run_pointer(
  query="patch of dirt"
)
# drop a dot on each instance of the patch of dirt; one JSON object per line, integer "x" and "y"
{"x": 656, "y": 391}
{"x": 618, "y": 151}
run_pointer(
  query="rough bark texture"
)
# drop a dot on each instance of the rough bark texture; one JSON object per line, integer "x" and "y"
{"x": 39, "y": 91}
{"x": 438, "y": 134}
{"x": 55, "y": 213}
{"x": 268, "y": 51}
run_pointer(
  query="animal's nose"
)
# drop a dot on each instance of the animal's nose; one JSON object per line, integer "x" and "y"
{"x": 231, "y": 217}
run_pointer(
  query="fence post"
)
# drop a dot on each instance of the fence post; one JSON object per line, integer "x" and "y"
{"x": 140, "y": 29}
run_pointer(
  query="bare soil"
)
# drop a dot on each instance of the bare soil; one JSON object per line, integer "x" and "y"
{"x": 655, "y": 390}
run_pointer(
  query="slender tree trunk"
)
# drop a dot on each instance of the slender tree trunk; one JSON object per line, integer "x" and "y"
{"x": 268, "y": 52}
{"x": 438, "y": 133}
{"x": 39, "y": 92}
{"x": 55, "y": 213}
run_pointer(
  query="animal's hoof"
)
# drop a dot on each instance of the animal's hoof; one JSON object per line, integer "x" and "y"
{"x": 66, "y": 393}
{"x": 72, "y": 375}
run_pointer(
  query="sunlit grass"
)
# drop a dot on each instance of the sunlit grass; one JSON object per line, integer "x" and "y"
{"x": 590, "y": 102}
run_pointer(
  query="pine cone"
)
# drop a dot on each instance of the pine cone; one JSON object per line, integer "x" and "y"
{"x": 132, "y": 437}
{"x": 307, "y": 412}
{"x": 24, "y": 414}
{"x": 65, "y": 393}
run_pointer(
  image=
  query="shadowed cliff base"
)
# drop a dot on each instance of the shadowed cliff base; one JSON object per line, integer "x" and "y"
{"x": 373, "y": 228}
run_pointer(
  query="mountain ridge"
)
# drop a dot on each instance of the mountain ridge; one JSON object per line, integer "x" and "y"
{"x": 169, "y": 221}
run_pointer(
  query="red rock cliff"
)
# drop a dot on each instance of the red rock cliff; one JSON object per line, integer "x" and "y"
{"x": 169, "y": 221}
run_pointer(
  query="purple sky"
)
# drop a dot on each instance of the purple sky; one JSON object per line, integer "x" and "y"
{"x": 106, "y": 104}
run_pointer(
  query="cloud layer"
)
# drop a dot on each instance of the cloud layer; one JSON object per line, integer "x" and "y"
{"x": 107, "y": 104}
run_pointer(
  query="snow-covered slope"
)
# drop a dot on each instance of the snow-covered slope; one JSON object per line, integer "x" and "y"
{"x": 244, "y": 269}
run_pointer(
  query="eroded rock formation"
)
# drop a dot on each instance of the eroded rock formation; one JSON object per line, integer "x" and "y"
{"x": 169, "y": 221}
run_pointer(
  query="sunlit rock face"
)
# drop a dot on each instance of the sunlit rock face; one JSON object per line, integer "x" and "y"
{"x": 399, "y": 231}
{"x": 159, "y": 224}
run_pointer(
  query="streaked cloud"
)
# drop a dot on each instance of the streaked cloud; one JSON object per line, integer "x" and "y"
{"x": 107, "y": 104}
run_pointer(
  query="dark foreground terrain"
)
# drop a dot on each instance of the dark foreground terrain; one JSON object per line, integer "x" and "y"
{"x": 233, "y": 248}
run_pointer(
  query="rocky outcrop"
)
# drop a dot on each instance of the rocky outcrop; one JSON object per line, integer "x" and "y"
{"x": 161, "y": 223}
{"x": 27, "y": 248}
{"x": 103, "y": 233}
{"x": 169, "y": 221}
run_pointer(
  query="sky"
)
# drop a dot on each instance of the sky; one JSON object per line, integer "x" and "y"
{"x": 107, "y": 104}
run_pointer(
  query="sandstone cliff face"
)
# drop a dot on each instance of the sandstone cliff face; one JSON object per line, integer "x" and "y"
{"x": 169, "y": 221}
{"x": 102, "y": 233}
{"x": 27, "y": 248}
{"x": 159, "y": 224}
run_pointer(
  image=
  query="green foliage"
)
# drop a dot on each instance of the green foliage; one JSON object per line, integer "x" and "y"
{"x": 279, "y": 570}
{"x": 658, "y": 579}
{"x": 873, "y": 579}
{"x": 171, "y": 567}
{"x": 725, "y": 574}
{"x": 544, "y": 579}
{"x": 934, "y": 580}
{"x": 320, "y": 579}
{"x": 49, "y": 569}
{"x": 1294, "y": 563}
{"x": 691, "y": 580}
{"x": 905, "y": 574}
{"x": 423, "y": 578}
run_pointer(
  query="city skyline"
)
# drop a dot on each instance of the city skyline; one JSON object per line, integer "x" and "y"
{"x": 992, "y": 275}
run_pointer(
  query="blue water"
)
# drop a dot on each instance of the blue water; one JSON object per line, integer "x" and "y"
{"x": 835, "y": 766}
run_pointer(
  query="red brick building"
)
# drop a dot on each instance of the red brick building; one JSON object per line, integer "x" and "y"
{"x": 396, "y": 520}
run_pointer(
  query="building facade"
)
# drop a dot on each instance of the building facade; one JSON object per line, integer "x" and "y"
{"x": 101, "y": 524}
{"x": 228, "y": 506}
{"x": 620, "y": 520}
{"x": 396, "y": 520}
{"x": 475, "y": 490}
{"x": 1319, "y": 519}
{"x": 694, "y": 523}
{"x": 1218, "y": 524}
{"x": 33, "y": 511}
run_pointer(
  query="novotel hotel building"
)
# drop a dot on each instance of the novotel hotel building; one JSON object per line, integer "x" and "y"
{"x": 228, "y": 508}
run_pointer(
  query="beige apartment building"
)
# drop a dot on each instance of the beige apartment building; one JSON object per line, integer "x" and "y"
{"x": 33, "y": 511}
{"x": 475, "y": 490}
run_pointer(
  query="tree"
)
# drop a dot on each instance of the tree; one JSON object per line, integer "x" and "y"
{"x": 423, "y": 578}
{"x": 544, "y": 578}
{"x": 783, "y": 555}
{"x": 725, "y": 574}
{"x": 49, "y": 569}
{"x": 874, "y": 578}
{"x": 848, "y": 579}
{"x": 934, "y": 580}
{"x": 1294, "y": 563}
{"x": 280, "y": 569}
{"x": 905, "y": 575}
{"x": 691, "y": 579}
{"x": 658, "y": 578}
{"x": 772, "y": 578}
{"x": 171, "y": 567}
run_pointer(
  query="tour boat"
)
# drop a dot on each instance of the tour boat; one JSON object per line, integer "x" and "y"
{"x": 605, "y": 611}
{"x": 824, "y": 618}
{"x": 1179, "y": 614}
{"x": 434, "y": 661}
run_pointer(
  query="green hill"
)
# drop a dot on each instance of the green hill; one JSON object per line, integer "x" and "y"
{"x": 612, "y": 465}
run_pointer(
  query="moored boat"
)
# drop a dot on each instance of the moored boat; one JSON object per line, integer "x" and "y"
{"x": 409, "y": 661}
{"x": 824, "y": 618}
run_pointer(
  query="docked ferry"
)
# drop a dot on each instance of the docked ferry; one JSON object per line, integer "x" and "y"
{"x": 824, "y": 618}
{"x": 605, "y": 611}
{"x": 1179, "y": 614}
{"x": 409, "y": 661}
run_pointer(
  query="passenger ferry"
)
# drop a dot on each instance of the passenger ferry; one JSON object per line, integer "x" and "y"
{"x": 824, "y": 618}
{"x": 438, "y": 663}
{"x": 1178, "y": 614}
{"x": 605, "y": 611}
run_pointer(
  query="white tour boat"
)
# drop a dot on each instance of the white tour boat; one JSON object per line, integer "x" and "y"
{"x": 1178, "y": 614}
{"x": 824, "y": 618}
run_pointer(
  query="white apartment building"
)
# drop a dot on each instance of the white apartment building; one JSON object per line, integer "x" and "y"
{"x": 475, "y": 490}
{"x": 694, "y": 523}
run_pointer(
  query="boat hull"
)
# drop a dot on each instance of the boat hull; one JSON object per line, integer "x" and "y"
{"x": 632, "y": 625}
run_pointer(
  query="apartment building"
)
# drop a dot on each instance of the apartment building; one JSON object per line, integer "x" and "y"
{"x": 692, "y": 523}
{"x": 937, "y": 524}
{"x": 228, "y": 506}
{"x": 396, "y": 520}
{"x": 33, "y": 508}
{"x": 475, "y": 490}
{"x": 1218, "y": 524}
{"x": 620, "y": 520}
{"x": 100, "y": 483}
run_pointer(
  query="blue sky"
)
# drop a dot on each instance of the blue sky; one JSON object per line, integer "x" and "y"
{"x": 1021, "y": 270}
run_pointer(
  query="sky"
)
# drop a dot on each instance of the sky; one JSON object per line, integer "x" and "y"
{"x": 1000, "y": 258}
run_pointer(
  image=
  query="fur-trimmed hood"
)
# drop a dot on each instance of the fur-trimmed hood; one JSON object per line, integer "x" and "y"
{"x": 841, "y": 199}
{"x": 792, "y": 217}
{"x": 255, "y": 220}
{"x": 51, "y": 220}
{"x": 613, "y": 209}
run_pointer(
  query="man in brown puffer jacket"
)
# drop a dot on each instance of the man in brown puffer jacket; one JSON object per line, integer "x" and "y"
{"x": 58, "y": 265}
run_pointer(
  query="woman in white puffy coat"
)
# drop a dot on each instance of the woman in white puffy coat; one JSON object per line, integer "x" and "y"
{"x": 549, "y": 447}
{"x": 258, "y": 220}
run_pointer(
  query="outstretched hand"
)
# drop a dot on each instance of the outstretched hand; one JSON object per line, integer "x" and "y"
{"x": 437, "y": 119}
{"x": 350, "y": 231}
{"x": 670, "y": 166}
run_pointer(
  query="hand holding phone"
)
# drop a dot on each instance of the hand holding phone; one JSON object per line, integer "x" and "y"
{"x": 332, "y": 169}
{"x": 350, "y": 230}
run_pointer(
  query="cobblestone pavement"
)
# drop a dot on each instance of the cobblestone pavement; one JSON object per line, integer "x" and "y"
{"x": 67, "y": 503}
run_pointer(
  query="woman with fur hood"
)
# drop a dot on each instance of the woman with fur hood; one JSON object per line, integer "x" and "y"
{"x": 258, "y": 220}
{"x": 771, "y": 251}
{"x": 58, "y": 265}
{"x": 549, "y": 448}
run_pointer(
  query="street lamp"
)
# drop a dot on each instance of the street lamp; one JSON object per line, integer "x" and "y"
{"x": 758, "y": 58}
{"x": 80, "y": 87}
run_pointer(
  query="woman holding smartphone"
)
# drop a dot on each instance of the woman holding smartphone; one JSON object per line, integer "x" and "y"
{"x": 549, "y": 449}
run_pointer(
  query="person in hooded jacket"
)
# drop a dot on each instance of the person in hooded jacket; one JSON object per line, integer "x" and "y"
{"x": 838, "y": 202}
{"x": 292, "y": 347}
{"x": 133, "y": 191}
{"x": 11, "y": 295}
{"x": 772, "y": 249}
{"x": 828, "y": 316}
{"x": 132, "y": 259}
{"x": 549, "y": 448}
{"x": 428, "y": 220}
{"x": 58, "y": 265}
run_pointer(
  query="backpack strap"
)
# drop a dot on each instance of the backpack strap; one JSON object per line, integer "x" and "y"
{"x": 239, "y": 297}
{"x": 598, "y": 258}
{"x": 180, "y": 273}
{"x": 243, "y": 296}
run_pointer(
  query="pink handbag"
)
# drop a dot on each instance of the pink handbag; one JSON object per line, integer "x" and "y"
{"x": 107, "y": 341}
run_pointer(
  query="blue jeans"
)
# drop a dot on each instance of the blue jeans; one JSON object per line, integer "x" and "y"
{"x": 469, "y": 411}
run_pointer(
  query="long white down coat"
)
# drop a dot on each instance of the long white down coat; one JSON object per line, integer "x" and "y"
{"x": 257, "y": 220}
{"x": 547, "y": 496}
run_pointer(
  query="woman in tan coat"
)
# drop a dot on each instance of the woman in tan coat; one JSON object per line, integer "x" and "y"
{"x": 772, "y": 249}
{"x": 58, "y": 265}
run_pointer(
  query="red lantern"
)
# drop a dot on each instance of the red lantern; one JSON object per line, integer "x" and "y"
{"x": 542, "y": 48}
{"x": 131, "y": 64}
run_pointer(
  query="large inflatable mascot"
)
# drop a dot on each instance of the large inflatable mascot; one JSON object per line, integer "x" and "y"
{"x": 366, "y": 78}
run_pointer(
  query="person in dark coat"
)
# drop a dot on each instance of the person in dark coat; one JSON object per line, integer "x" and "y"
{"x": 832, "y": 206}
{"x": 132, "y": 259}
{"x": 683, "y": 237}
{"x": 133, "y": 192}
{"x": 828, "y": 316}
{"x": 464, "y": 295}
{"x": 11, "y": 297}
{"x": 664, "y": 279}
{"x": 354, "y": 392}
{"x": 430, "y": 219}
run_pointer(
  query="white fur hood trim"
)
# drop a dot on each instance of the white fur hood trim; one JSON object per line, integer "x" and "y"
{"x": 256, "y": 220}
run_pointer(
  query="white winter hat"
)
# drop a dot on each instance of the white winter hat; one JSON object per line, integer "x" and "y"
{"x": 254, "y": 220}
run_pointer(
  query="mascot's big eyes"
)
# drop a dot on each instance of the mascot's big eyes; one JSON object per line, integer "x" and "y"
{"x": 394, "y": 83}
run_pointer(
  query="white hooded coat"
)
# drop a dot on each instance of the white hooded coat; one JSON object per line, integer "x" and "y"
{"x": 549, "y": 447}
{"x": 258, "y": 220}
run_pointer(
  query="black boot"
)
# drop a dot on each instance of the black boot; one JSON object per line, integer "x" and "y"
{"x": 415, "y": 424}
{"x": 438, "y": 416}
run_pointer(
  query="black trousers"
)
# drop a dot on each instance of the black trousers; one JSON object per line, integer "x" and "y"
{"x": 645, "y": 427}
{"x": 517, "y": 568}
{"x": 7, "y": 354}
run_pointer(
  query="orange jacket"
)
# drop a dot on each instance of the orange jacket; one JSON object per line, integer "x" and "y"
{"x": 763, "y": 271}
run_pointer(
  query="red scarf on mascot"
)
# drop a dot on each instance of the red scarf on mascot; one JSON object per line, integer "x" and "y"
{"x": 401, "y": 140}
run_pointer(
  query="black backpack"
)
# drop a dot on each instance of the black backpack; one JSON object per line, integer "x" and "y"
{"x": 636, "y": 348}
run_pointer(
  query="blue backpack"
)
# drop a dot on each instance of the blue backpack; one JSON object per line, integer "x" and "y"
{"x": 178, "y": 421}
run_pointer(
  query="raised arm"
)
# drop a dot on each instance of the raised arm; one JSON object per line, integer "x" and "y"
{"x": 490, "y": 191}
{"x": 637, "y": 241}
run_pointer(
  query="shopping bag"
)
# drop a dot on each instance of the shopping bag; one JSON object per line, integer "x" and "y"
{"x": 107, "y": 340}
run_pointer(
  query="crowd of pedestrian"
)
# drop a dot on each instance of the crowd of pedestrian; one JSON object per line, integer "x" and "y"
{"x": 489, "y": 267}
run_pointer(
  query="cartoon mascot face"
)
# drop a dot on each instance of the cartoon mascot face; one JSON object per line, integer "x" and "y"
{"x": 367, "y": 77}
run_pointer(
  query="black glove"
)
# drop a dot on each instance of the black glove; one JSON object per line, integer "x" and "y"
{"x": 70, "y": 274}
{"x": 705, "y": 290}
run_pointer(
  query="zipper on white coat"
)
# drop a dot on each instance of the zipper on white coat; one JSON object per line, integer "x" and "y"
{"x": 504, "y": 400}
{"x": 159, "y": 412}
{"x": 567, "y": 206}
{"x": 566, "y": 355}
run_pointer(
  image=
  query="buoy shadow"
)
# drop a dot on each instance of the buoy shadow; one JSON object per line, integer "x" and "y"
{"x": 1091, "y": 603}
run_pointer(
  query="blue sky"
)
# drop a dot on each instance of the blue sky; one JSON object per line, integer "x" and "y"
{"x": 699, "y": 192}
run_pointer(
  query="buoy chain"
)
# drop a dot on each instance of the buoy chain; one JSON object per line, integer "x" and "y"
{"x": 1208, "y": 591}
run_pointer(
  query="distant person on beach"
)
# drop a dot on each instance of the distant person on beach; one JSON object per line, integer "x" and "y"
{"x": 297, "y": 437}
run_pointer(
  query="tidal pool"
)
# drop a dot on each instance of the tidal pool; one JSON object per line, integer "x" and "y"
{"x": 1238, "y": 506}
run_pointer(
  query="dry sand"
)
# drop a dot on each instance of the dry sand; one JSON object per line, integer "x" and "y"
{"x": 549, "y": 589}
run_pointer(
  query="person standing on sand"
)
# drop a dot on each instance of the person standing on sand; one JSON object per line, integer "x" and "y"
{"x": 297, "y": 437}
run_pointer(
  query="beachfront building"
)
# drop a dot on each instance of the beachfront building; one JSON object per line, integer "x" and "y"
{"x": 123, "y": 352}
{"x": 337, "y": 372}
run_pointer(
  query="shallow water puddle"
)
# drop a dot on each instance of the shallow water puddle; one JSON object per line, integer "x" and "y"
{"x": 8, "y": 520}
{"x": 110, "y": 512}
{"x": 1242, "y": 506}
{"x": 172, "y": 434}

● **Problem details**: Find every line in the records above that contains the word "beachfront", and copy each one out.

● **The reply**:
  query="beachfront building"
# drop a dot on each instance of the beachfront building; one JSON object per line, integer "x" and "y"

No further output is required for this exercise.